— START OF Input data —

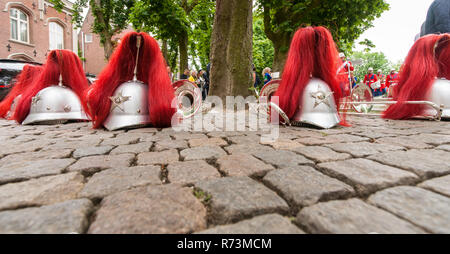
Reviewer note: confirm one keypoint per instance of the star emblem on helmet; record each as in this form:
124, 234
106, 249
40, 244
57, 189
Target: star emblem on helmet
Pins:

— END OF Input data —

> Instructions for the task: Render these lines as a JSON list of strings, one string per line, skipping blank lines. Leave the pictures out of the answer.

> Output of the exercise:
[
  "Reviewer note: confirm one keypoint per instance of the star emblem on helmet; record each as in this form:",
  "124, 234",
  "106, 249",
  "40, 244",
  "57, 189",
  "Target: star emblem on helmet",
  "Pins:"
]